WHAT THE EXERCISE ASKS: Reproduce the listing below line for line, keeping every word and point as is, and leave out the pictures.

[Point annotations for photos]
---*---
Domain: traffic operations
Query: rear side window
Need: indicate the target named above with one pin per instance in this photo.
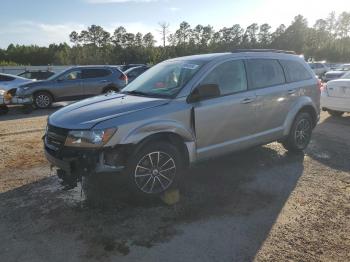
(6, 78)
(265, 73)
(95, 73)
(229, 76)
(295, 71)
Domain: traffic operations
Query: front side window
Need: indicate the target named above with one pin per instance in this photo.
(95, 73)
(295, 71)
(73, 75)
(229, 76)
(265, 73)
(165, 79)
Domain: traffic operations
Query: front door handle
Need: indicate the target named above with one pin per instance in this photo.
(248, 100)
---*---
TASK RESULT:
Domain: traffic operations
Query: rear side window
Need: indicate the target named above with one pin per instance in this photo.
(6, 78)
(265, 73)
(95, 73)
(229, 76)
(295, 71)
Domain: traffic operations
Query: front side window
Need: indicate the target named above with one pin per instance in this photo.
(95, 73)
(295, 71)
(73, 75)
(229, 76)
(265, 73)
(165, 79)
Domain: traffic operations
Query: front door handle
Need: indicate the target named above with one pin per instance in this photo.
(248, 100)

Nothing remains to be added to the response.